-- TEXT FOR ANALYSIS --

•••••

For four groups of 0–3, 4–5, 6–10, and >10 days after onset, the total positive rates ranged from 17.1% to ~33.3% among the suspected measles cases without rash (Table 3). Moreover, the total positive rate in 0–3 days after onset was lower than the others at only 17.1%. The proportions of IgM-negative and nucleic acid-positive measles cases were 20.0%~40.0%, which were higher than those of measles cases with rash (6.2%~14.4%) (Fig 3A). Moreover, the proportion of the IgM-negative and nucleic acid-positive measles cases was up to 40.0% among laboratory-confirmed measles cases in 0–3 days after onset.

Fig 3

Positive rates and proportion of measles cases without rash by both methods.

A: According to the sample collection date after onset. B: According to the vaccination status. Nc: indicates real-time RT-PCR.

Additionally, 45 of 95 (47.4%) confirmed measles cases had a history of measles vaccination. Regarding different measles vaccination statuses, the total positive rates ranged from 14.3% to 34.0% (Table 3). The total positive rate was the highest and up to 34.0% in unvaccinated measles cases. The proportions of the IgM-negative and nucleic acid-positive measles cases gradually increased from 28.0% to 38.1% with the increase in the measles vaccination dose (Fig 3B). Due to the limited number, the detection results of ≥3 doses measles cases without rash were not analyzed in this study. Among 45 measles cases without rash and a vaccination history, 18 measles cases (40.0%) fell into the group of IgM negative and real-time RT-PCR positive.

•••••

-- LISTED RECORDS --

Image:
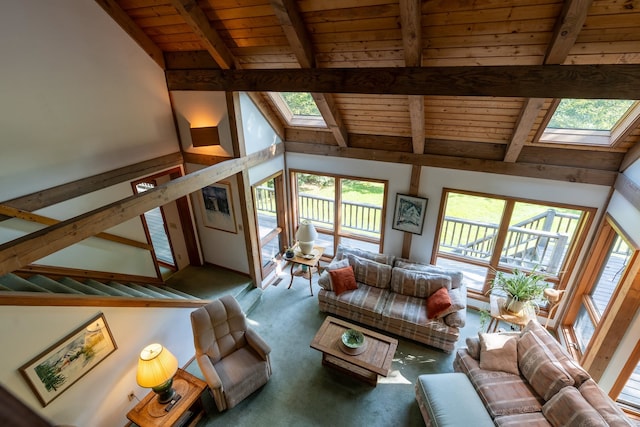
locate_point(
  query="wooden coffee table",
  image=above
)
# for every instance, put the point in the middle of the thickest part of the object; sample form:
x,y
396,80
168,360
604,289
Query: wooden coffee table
x,y
373,361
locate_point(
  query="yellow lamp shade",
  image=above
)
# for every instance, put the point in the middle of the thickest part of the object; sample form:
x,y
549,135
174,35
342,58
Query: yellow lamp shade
x,y
156,366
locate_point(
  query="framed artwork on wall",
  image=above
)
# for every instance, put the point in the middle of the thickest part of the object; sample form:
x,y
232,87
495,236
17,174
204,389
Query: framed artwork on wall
x,y
409,213
217,207
57,368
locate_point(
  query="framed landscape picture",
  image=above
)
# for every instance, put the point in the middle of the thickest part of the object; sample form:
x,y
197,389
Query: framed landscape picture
x,y
57,368
409,213
217,207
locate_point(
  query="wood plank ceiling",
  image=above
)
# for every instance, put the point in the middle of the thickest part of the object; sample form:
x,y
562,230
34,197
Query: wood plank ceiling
x,y
491,133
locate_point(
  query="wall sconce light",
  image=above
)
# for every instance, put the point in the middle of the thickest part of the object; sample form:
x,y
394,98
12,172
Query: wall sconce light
x,y
156,368
305,236
204,137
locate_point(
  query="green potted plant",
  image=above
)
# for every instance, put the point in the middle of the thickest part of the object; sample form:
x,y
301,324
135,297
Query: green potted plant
x,y
521,289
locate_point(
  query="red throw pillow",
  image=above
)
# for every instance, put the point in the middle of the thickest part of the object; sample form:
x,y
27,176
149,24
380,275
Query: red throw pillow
x,y
438,302
343,280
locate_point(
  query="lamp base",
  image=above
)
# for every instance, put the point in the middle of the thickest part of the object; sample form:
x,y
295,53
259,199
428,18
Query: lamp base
x,y
306,247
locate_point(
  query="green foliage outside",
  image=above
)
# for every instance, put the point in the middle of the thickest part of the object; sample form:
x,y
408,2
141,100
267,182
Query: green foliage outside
x,y
300,103
591,114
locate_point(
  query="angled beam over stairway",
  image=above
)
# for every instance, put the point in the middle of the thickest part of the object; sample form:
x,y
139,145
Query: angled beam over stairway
x,y
34,246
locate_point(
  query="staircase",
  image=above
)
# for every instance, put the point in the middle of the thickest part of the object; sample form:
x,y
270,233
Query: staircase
x,y
248,296
39,283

•••••

-- WHAT YOU ARE ASKED TO DO --
Reproduce everything from "For four groups" down to "by both methods." in the measles passage above, word for word.

-- THE ANSWER --
For four groups of 0–3, 4–5, 6–10, and >10 days after onset, the total positive rates ranged from 17.1% to ~33.3% among the suspected measles cases without rash (Table 3). Moreover, the total positive rate in 0–3 days after onset was lower than the others at only 17.1%. The proportions of IgM-negative and nucleic acid-positive measles cases were 20.0%~40.0%, which were higher than those of measles cases with rash (6.2%~14.4%) (Fig 3A). Moreover, the proportion of the IgM-negative and nucleic acid-positive measles cases was up to 40.0% among laboratory-confirmed measles cases in 0–3 days after onset.

Fig 3

Positive rates and proportion of measles cases without rash by both methods.